**Given passage:**
Radiofrequency Lesioning in Pain Management

Are you concerned about any new techniques? One of the things I get asked about quite often in terms of new techniques is radiofrequency lesioning, or burning the nerves in the spine, which has become over the last five to ten years a technique promulgated by pain management physicians.

The whole pain management specialty originated out of the narcotic epidemic in the United States. It was felt that, to help general practitioners be able to manage chronic pain patients, perhaps a subspecialty of pain management doctors would be appropriate. As it turned out, a lot of these pain management doctors were, in general, anaesthetists. Anaesthetists learned to put epidural injections into the spine, so apart from putting intravenous cannulas and breathing tubes into people, they have a skill set of putting needles into the spine. They’ve carried that into the spine by doing cortisone injections in various places around the spine and, more frequently, a procedure called radiofrequency denervation – inserting a needle into the body and heating the needle up to 80 or 90 degrees and performing a thermal injury on the tissue that’s being treated. To help with chronic pain, they’ve started doing this in the spine at various points, and it’s proposed as a treatment that gives some short-term relief for patients.

**Entries supplied:**
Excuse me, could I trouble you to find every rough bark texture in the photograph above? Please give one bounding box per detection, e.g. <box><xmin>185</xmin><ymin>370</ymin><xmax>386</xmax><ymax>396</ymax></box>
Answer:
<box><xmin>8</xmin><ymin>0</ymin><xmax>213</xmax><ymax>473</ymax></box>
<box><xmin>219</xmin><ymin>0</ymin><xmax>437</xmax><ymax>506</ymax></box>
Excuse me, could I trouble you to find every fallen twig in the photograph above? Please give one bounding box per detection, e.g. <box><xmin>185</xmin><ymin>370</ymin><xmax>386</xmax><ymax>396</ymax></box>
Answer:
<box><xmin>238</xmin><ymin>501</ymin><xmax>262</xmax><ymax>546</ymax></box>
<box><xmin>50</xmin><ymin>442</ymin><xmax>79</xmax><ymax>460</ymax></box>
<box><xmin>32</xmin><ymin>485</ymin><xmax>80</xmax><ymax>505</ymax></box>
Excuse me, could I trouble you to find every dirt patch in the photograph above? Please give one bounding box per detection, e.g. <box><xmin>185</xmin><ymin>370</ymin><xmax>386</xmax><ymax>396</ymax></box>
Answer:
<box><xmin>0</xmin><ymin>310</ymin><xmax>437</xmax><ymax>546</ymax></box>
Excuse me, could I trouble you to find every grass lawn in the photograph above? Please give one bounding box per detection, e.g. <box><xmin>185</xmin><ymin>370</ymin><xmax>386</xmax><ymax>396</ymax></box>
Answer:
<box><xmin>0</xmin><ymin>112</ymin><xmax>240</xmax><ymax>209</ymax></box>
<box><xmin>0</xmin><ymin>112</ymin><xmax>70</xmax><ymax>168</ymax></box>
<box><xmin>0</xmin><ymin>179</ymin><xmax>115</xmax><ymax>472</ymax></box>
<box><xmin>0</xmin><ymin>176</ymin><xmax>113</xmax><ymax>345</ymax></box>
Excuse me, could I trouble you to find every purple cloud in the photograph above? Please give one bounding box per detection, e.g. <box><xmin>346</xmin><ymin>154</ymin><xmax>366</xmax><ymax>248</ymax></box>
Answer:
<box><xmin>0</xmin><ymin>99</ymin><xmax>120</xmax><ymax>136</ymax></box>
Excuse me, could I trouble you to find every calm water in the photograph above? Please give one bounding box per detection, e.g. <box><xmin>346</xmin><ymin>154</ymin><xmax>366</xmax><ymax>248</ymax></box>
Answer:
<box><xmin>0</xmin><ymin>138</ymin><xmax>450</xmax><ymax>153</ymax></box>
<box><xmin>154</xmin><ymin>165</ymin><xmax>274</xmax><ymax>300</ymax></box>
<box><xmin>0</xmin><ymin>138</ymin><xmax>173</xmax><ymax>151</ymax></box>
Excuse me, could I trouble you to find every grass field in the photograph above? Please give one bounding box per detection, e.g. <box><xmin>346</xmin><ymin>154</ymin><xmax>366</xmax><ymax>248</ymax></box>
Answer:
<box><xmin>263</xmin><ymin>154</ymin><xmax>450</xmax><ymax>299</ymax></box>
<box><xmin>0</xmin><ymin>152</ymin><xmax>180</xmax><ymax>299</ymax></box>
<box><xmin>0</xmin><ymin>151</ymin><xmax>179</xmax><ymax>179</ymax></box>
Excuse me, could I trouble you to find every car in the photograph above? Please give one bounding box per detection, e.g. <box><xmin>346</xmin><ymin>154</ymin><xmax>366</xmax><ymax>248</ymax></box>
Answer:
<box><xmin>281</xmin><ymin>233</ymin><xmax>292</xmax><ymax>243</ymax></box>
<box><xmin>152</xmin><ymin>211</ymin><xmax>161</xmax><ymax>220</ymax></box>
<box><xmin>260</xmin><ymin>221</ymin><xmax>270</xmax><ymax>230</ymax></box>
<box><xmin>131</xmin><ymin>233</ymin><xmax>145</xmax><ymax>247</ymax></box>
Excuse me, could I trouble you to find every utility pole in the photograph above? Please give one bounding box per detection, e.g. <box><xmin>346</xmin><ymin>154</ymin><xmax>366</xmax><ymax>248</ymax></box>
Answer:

**Directions:** Pick up the piece on radiofrequency lesioning in pain management after its last sentence and keep writing it. The data that comes after the text on radiofrequency lesioning is unrelated material.

**Answer to the problem:**
I find it quite a strange procedure to offer, because any neurosurgeon or any spine surgeon who’s done a significant amount of spine surgery knows that if you damage a nerve, you normally get nerve damage pain, which is like phantom limb pain, which is often worse than the original pain that’s been treated. The second reason I find it a little bit strange is that the nerve that’s burnt is a little branch of the nerve that goes to the joint at the back of the spine, so it’s not part of the spinal nerves proper. And the only pathological process that can be treated with this is symptomatic facet joint arthritis, which is incredibly rare.

This treatment is generally an outpatient or assisted-sedation procedure where the nerves are cauterised. I’d liken this a bit to, if you had a scrape on your arm, getting an iron out and ironing your arm as a way of somehow sealing over or controlling the pain. So I find it a puzzling procedure to have performed. They usually administer corticosteroids at the same time, and that gives a bit of short-term relief for the pain. But overall, I find the indications for this procedure baffling to say the least, and inappropriate to say the most.